### Exercise instructions:
Please count the lines in the entries below that contain the word "window", and reply with only that number.

..............................

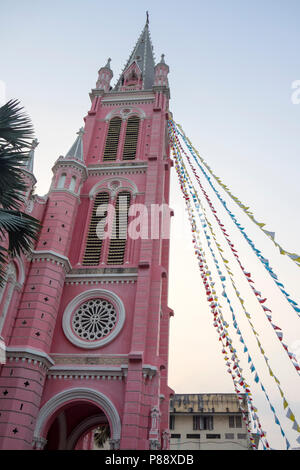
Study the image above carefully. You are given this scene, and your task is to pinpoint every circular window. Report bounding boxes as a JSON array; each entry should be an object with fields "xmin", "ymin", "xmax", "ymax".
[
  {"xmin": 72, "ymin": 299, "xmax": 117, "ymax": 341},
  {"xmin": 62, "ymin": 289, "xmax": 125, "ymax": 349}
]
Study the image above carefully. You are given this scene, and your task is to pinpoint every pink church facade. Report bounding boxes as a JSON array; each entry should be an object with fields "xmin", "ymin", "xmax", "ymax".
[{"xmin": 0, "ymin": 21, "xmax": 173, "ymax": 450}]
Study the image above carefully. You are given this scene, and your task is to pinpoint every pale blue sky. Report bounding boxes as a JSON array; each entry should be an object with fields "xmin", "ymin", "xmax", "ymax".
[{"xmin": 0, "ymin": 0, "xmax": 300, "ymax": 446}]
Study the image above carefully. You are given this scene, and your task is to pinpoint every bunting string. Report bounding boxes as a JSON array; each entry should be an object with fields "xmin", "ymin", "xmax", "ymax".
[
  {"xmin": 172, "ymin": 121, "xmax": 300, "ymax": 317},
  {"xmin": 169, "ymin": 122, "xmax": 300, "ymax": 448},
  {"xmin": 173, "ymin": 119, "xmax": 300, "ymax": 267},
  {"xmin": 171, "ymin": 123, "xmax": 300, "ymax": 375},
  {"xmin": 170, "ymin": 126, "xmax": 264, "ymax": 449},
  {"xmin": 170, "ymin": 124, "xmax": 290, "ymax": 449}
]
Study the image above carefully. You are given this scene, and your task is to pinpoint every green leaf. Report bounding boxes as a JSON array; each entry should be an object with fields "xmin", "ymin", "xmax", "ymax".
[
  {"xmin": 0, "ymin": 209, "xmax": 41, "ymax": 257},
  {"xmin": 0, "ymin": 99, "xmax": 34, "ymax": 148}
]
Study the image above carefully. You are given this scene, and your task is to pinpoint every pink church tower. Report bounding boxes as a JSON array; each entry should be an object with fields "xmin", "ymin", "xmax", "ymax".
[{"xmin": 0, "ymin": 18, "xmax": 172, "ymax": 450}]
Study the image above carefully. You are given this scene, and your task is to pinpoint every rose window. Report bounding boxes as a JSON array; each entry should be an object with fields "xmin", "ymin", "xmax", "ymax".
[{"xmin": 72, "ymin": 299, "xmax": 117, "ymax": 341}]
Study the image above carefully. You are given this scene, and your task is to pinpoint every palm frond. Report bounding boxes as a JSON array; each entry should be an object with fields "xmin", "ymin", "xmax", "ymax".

..............................

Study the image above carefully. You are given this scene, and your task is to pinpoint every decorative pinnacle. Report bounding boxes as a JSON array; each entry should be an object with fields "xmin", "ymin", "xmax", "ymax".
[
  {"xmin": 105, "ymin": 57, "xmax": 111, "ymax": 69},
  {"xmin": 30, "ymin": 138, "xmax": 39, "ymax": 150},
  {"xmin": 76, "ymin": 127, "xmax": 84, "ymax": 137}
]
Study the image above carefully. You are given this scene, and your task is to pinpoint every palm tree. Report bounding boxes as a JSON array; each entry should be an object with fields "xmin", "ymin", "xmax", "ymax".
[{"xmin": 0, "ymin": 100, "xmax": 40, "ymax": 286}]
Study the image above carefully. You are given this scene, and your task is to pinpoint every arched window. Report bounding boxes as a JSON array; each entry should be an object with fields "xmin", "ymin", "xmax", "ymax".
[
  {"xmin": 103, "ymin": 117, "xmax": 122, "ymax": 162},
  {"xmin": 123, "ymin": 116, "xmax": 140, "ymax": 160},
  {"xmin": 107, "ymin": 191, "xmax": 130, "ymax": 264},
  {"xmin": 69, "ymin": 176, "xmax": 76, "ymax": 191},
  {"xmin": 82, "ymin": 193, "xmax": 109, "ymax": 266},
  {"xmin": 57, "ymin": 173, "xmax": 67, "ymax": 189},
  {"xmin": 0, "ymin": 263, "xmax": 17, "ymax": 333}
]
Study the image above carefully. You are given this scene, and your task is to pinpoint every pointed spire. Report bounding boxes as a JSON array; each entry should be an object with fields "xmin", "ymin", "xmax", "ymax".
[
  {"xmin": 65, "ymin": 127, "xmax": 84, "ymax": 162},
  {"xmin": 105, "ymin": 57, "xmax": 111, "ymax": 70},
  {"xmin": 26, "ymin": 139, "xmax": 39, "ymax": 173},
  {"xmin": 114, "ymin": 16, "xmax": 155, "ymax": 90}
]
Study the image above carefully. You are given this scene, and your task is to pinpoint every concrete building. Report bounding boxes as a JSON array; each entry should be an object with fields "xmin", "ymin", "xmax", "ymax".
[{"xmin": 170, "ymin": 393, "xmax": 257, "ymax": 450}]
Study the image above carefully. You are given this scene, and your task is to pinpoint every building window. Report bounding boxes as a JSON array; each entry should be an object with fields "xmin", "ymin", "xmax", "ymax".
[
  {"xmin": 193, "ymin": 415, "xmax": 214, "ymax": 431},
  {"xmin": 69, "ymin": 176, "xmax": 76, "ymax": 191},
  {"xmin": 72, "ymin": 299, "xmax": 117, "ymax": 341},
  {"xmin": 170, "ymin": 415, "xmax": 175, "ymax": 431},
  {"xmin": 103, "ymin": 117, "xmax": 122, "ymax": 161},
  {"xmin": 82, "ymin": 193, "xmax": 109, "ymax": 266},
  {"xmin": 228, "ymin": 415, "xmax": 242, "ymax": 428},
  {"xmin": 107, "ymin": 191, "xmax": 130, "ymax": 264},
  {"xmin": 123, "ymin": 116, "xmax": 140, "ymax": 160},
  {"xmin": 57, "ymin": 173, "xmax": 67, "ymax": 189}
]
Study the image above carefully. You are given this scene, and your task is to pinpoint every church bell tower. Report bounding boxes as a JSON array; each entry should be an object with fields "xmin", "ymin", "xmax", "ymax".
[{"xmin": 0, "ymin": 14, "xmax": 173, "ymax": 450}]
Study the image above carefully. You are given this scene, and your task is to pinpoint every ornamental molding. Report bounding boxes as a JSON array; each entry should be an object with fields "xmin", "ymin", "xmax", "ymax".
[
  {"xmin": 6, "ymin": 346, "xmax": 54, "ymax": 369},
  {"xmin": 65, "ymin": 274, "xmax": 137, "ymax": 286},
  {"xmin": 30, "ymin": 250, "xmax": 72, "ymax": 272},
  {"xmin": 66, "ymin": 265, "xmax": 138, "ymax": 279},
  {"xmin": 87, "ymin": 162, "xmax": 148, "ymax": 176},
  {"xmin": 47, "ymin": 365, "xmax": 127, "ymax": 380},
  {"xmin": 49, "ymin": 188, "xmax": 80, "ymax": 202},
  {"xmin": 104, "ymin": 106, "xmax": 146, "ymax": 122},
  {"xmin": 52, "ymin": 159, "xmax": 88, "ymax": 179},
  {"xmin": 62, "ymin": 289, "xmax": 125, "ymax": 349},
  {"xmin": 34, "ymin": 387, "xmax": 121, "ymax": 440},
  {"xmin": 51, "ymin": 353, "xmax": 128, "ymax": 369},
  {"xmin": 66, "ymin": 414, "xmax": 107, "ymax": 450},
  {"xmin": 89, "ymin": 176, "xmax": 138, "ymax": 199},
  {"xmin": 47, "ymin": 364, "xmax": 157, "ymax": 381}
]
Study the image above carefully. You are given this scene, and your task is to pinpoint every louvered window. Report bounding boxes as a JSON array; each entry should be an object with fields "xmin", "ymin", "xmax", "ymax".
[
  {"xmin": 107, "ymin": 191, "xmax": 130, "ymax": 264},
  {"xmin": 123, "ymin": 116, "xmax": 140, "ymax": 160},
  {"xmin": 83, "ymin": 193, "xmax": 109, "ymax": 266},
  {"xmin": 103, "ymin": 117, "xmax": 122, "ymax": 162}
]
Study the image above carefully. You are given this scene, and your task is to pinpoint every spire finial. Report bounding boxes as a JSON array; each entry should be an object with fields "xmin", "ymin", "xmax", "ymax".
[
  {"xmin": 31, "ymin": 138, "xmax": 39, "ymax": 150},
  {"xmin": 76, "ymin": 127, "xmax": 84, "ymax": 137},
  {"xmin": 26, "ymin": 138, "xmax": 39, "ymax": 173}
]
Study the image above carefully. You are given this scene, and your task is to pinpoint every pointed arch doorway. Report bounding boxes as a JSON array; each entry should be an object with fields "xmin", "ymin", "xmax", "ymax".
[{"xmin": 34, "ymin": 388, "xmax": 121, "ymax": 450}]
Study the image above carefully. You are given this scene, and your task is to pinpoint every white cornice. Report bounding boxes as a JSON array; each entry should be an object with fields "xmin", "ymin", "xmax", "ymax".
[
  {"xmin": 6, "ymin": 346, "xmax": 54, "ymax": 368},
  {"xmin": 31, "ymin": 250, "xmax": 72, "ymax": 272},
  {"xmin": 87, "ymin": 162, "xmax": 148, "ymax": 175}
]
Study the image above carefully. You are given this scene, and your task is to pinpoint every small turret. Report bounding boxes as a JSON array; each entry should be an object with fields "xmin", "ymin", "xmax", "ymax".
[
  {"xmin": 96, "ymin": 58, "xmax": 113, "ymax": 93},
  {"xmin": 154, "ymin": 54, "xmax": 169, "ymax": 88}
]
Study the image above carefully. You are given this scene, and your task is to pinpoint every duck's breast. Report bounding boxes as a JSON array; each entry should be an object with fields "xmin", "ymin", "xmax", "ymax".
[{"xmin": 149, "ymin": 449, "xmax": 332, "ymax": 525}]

..............................

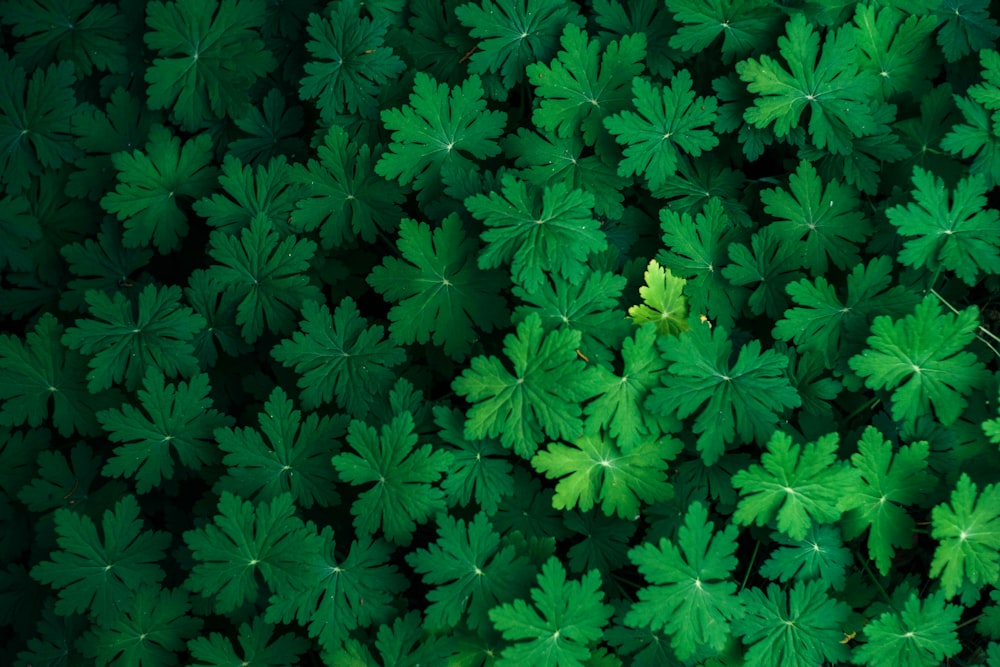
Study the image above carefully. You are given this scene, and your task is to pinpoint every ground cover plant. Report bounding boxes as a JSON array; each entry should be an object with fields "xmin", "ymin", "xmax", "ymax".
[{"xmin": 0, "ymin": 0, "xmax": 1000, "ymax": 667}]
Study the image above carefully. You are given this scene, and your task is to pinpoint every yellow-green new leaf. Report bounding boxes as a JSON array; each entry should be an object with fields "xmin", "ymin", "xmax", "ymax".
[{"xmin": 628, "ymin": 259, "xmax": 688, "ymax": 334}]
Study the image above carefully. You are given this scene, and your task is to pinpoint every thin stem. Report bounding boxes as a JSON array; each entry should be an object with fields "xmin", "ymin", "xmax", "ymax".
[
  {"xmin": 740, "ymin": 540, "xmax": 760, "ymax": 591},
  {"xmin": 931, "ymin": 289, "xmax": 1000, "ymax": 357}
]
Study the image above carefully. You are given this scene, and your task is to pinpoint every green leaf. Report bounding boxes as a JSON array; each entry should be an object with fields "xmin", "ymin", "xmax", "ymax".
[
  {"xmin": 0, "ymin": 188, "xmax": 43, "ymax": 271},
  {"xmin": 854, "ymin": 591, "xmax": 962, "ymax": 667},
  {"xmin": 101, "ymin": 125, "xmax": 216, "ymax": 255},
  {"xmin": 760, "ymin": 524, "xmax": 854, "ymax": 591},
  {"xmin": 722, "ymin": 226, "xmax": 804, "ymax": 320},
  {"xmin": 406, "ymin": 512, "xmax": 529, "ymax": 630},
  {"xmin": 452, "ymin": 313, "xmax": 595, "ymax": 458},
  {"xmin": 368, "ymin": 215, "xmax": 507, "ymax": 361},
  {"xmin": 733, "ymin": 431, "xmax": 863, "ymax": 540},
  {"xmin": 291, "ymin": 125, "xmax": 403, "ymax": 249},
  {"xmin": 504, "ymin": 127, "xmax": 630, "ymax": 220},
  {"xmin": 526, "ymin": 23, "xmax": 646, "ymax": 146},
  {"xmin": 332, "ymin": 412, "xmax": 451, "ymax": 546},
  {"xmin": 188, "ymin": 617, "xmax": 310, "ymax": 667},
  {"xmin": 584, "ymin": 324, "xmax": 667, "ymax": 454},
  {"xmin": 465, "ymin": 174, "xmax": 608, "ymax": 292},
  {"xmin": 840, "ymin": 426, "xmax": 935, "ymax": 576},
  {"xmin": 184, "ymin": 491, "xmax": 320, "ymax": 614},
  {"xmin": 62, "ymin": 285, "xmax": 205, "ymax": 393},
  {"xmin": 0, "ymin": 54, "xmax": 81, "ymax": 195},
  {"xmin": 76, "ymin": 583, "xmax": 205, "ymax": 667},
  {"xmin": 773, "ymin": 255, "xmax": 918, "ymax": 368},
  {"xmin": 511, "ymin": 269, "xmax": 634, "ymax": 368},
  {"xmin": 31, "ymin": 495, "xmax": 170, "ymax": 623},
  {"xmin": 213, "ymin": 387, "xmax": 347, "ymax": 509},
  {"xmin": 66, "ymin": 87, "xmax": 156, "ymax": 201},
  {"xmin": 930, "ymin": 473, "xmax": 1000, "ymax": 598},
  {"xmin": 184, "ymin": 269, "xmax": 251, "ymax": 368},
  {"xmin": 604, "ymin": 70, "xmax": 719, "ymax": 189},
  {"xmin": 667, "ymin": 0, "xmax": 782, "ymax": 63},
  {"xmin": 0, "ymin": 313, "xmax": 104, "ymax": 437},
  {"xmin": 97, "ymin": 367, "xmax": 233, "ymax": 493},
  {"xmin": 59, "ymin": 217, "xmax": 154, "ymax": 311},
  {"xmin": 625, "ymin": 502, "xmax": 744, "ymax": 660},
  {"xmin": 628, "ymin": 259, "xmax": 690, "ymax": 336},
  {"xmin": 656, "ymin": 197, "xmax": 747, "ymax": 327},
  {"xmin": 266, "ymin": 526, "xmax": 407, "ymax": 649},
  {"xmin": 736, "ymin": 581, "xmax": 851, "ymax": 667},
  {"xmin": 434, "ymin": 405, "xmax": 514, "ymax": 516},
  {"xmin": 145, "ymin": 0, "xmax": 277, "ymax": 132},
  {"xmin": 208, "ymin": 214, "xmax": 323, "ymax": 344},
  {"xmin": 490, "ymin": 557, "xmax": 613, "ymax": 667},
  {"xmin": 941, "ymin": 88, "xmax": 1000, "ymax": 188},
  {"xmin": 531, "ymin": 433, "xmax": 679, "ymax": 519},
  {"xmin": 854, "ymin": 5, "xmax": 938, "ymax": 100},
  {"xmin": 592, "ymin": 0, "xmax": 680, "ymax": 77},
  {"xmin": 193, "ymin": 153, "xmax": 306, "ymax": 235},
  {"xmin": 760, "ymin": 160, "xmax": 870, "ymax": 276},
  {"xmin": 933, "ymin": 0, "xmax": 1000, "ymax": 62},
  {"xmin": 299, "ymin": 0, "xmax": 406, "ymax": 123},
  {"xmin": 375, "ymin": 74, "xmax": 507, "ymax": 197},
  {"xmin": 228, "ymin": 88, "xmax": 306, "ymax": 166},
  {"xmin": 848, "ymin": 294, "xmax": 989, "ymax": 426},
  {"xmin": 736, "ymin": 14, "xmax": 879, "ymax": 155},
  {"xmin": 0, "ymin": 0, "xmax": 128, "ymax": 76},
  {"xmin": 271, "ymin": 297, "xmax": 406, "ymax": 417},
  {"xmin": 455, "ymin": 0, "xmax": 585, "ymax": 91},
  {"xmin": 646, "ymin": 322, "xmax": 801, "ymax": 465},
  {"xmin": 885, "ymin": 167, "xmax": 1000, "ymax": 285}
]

..............................

### Complete output:
5